* **TASK**
Copy out every line of the material below that contains the string "after", matching uppercase and lowercase exactly.

Stored items:
▬▬▬▬▬▬

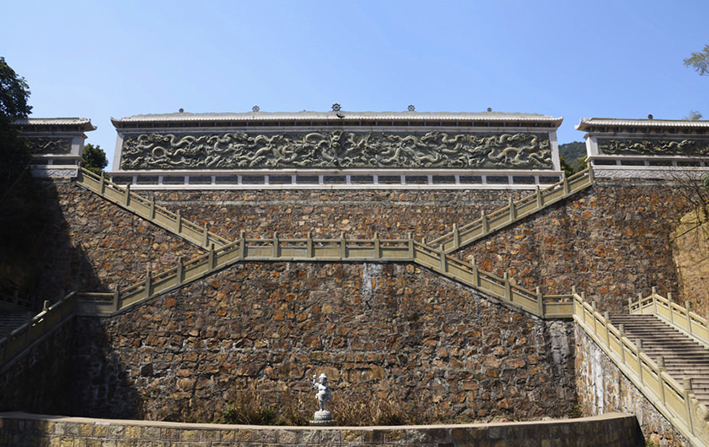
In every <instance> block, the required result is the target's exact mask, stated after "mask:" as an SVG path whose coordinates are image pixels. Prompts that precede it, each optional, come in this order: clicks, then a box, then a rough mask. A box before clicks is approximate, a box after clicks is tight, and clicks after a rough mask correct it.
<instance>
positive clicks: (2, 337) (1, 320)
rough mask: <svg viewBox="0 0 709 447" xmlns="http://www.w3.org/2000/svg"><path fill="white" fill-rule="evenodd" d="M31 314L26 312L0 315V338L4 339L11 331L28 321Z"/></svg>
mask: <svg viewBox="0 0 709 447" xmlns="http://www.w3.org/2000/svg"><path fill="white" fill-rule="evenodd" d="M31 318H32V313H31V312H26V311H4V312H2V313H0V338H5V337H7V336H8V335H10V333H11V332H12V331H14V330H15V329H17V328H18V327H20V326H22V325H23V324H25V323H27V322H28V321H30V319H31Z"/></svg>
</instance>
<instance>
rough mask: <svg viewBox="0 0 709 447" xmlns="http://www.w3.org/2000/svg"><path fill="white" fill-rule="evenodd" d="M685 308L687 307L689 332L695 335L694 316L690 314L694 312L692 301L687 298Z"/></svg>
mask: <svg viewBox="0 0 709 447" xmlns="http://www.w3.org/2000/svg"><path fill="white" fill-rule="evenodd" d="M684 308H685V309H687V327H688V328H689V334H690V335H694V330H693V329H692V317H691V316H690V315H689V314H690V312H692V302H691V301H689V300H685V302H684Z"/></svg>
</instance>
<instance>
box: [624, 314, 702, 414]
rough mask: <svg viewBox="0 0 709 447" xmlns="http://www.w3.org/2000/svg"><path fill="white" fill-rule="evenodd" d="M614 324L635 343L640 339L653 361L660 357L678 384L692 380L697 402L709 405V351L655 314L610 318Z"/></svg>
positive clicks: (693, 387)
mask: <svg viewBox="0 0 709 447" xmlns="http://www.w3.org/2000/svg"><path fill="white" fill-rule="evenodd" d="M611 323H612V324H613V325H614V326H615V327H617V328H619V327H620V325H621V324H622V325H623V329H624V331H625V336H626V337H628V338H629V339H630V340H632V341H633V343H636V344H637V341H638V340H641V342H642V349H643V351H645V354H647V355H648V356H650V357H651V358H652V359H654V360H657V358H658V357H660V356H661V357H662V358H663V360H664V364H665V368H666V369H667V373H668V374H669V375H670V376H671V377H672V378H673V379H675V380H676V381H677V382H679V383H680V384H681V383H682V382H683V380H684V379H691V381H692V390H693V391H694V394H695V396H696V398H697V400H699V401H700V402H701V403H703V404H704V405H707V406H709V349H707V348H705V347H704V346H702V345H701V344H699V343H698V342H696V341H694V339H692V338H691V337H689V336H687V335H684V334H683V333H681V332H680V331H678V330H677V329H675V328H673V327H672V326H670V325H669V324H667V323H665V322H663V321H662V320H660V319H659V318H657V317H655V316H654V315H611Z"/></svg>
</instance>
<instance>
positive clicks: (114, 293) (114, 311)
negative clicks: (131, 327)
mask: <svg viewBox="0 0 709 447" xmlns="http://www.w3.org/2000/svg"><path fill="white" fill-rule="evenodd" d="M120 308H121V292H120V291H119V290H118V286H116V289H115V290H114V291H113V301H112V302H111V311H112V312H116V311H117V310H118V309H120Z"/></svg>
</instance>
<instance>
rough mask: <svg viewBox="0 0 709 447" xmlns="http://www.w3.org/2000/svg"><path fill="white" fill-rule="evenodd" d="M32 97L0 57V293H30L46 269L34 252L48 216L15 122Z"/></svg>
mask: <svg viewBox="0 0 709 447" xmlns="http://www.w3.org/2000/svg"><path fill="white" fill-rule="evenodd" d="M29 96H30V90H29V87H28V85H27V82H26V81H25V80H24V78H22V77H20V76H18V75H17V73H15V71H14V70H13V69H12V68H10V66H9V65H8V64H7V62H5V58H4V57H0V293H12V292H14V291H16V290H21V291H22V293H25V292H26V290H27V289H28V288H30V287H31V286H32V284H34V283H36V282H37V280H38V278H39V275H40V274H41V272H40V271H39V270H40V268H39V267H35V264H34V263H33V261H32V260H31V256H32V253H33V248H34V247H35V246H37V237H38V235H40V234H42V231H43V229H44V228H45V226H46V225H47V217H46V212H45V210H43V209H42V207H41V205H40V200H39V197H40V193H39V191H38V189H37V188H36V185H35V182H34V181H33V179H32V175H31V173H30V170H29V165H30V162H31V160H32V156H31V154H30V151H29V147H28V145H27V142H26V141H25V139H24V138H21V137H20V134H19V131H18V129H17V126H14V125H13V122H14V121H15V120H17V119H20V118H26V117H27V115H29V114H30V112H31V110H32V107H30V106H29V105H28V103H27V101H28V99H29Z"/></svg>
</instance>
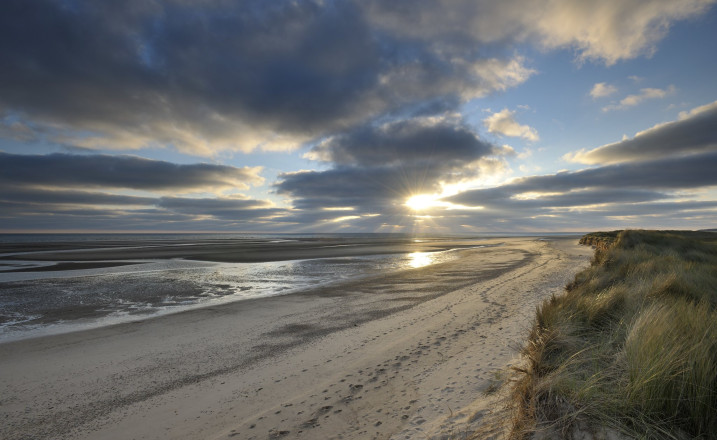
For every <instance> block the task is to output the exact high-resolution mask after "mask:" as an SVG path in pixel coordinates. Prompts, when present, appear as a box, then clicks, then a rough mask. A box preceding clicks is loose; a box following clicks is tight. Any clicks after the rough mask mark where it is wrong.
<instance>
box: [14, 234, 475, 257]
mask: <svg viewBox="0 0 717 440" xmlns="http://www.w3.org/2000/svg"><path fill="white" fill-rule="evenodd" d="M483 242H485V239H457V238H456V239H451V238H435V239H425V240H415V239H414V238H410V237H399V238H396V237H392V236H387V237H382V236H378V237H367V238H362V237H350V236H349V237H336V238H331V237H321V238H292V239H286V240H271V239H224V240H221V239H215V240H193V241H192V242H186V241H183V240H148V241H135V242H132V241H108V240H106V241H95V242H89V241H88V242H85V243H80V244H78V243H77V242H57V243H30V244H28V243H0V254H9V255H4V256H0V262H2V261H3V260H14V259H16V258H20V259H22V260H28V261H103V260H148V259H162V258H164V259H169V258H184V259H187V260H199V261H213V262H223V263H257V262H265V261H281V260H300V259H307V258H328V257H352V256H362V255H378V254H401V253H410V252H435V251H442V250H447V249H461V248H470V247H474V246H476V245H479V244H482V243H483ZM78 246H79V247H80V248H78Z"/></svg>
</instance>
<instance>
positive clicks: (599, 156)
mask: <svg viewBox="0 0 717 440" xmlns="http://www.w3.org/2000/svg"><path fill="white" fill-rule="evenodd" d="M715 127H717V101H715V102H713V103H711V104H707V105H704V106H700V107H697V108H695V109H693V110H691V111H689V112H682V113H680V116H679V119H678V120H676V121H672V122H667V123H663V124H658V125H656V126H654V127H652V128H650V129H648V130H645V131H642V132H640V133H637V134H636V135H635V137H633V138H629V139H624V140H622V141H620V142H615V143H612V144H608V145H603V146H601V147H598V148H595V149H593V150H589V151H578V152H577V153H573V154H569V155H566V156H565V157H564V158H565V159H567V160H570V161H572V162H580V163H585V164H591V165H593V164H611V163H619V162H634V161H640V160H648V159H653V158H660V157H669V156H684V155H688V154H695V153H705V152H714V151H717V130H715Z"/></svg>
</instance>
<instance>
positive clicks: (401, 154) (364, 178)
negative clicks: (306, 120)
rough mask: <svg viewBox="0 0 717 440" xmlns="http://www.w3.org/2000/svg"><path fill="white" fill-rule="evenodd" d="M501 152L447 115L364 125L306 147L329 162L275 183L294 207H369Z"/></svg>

▬▬▬▬▬▬

* **EXPECTED ANSWER**
In every <instance> block, the required result is the target's exact mask, stated after "mask:" as an SVG path whose coordinates are image pixels. Prompts that precede it, each optional, come in this order: clicks, then a box, then a rough mask. A box before clicks is approximate, a box after clicks is tight, and clicks after a rough mask correct it.
For every <instance> block the task is to output the exact high-resolution mask after "mask:" as an SVG path in pixel coordinates. Prompts, when present, appear as a box, then clicks, then a rough mask. A box preceding clicks is loose; a box following clicks is tight. Any clicks after the rough mask mark where it is wrong.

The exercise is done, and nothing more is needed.